UZI Conversions - Full Size




The ATF opinion appears to be that you can do just about anything you want to a semi automatic UZI receiver to bring it up to SMG specifications except for one thing - removing the bolt blocking bar.

The Model A and Model B semi automatic UZI carbines all had a bolt blocking bar welded to the inside of the receiver. This bar prevents an unmodified SMG bolt from being used in the gun and was required by the ATF to get approval to sell the gun in the US. Removal of this bar is considered to be manufacturing a machinegun, and results in what is known as a "registered receiver". That is the preferred way to convert an UZI and permits the use of unmodified SMG bolts. Not all of the transferable registered receivers converted before 1986 had the blocking bar removed. Some people registered the receiver but used a slotted bolt with it. In those cases, the bolt was usually unmarked (since it was not the registered part) but it is "married" to the receiver because separating it from the receiver would create an unregistered machinegun. Because of that, a registered receiver that still has the block bar attached is no more versatile than a registered bolt. Since May of 1986, only class II dealers can create a new machinegun by removing the blocking bar and the gun is considered to be a dealer sample, not transferable to individuals.


Instead of removing the blocking bar, many people created a registered bolt by taking a standard SMG open bolt and milling a slot on the side so it could pass over the block bar. For people doing transferable conversions before 1986, doing a registered bolt was convenient because they could get a large supply of bolts and the conversion process was easy. B&G is probably the most common registered bolt around today. Here's a picture of a registered B&G bolt. The vast majority of registered bolts are open bolts, but there are a few registered closed bolts. They were usually made by taking a semi automatic closed bolt and welding up the lower lip so they'd run properly as a full auto. The welded up lower lip is not as durable as an original factory bolt.





It has been reported that some of the early semi automatic Model A carbine's that came into the US had a fully supported bolt face. Representatives from IMI have denied it and the ATF probably wouldn't have allowed it, but it's possible that IMI forgot to mill off the lower lip on some of the bolts or the ATF didn't initially realize that it was an issue. It's also possible that IMI made these bolts available separate from the guns for conversion purposes. Regardless of how they got here, original slotted IMI closed bolts with a lower lip do exist but they are quite rare. They would have been an ideal bolt to register prior to 1986, requiring no modifications to the receiver or the bolt.

■ Challenges
1: Answer these questions about the text on full-size UZI conversions:
(a) What did the Model A and Model B semi automatic UZI carbines have welded to the inside of the receiver?
(b) Which registered bolt does the text call probably the most common one around today?
(c) How were the few registered closed bolts usually made?
2: Reproduce the part of the text on full-size UZI conversions between "It has been" and "or the bolt.", inclusive, switching "quite rare" to "very scarce".
3: Proceed with the text on full-size UZI conversions, writing on from its final sentence.

[Dataset rows]

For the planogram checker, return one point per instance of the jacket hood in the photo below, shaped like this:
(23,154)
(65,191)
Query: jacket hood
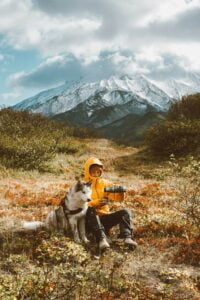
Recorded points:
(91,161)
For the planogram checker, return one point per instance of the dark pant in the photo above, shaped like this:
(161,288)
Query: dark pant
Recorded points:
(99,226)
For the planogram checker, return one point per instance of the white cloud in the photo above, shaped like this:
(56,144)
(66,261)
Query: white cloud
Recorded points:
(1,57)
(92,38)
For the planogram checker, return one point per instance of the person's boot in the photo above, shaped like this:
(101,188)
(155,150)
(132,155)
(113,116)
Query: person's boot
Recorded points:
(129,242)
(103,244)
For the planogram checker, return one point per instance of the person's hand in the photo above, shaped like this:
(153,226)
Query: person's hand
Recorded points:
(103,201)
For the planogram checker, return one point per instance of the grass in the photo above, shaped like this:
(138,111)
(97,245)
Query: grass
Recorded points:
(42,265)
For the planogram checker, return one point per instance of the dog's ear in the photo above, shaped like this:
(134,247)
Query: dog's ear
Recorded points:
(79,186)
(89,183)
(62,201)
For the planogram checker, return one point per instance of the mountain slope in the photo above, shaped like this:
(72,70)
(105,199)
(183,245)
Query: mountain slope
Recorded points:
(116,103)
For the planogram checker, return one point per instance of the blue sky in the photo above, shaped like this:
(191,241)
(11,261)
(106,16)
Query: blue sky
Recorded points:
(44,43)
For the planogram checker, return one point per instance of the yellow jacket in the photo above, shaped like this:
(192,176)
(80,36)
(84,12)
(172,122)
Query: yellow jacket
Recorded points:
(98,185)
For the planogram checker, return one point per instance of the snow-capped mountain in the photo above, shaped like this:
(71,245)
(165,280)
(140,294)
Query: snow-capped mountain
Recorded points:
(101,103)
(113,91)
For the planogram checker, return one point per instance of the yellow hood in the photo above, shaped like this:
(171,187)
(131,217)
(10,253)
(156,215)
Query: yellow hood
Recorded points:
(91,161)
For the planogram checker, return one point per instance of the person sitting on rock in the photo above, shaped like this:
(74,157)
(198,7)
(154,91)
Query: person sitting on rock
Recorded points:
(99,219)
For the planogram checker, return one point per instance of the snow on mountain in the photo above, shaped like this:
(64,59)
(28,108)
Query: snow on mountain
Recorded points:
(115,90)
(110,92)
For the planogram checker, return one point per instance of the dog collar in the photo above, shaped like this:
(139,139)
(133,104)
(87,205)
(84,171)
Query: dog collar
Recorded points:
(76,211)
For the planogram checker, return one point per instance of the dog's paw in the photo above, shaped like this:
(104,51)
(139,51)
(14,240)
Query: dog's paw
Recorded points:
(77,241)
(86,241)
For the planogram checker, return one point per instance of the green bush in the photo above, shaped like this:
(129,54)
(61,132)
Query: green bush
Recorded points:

--

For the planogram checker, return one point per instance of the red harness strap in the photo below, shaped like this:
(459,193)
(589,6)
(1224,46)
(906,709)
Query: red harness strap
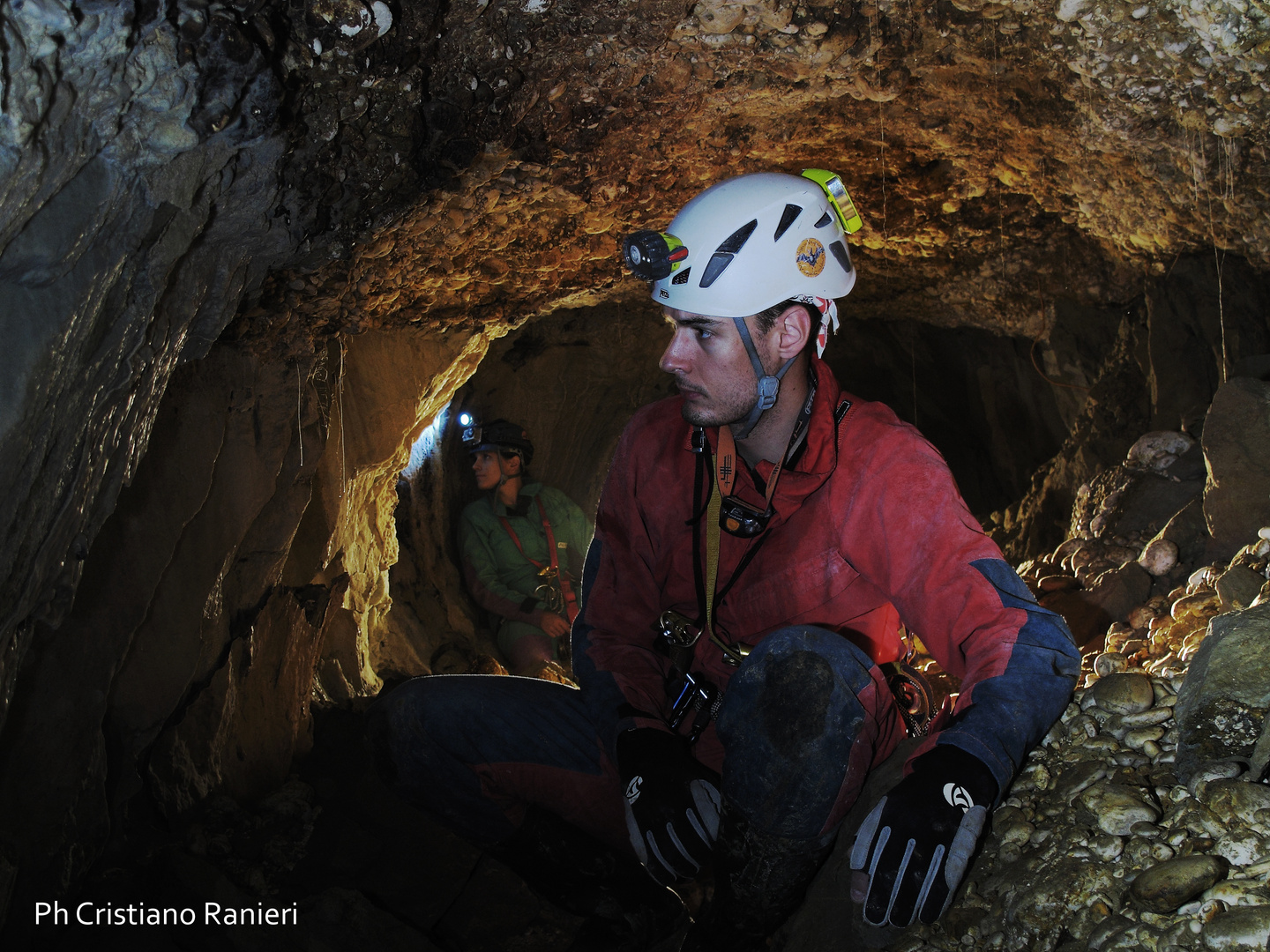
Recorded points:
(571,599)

==

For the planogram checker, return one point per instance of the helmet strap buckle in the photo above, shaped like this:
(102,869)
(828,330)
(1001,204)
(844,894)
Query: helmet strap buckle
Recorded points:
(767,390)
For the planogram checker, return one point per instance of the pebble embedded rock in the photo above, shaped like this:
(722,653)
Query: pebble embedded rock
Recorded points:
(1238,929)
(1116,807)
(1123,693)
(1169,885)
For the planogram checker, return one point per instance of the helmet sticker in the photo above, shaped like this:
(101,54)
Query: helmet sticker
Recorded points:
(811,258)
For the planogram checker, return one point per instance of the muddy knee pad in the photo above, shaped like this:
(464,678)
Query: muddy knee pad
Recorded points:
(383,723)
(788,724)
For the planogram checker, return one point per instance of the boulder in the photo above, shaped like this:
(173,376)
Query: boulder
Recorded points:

■ Results
1:
(a) A bolt blocking bar.
(b) B&G.
(c) By taking a semi automatic closed bolt and welding up the lower lip so it would run properly as a full auto.

2:
It has been reported that some of the early semi automatic Model A carbine's that came into the US had a fully supported bolt face. Representatives from IMI have denied it and the ATF probably wouldn't have allowed it, but it's possible that IMI forgot to mill off the lower lip on some of the bolts or the ATF didn't initially realize that it was an issue. It's also possible that IMI made these bolts available separate from the guns for conversion purposes. Regardless of how they got here, original slotted IMI closed bolts with a lower lip do exist but they are very scarce. They would have been an ideal bolt to register prior to 1986, requiring no modifications to the receiver or the bolt.

3:
Depending on what type of bolt was used in the conversion, there may or may not be a conflict with the barrel restrictor ring. For information on the barrel restrictor ring, see the main conversion page. How the restrictor ring is handled in the conversion will determine what kind of barrel can be used in the gun. Another thing affecting the barrel is the trunion. The inside diameter of the threaded end of the trunion is smaller on a semi automatic UZI carbine than it is on an SMG. This prevents SMG barrels from being inserted into an unmodified semi automatic trunion. A full conversion should bore out the trunion to SMG specs, although it usually was not done. If it has not been done, then the forward trunion band on an SMG barrel has to be turned down to use it in the gun. Here are some different barrel configurations that could be needed in different types of conversions:

  1. Factory IMI Chrome lined SMG barrel. Note that the SMG barrel has the larger diameter band after the flange and thus requires the trunion to be opened up to SMG specs. This barrel also has the full barrel diameter all the way to the chamber end, requiring the barrel restrictor ring to be removed.
  2. An original SMG barrel that has the front band turned down to fit in a semi automatic trunion and the chamber areas turned down to fit in the barrel restrictor ring. This is commonly found on conversion guns, especially if spare barrels are desired.
  3. Chrome lined Bushmaster barrel. The front band and chamber are smaller diameter for use in an unmodified semi automatic receiver, plus the secondary band is in place for additional trunion support. This gives the barrel three areas of support - the restrictor ring, plus the rear and front of the trunion.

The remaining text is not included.